» RECORDS
# # # # # # #

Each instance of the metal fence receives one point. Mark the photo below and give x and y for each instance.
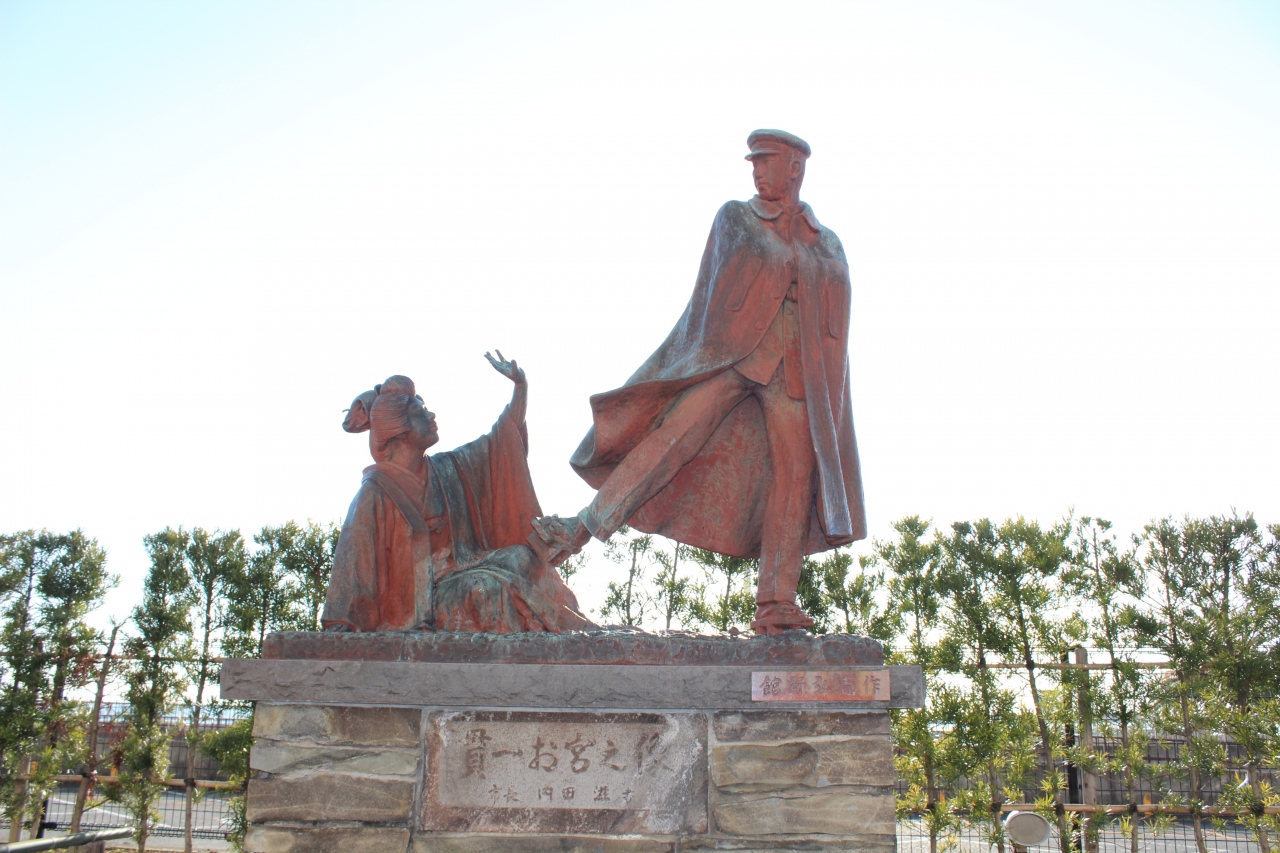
(913, 838)
(1160, 783)
(210, 813)
(210, 816)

# # # # # # #

Please write out every record above exactly, but leave the pictures out.

» EXERCISE SOLUTION
Each instance of the metal fence receives one point. Mark the photo below and give x and y for each instance.
(913, 838)
(1160, 783)
(210, 813)
(210, 816)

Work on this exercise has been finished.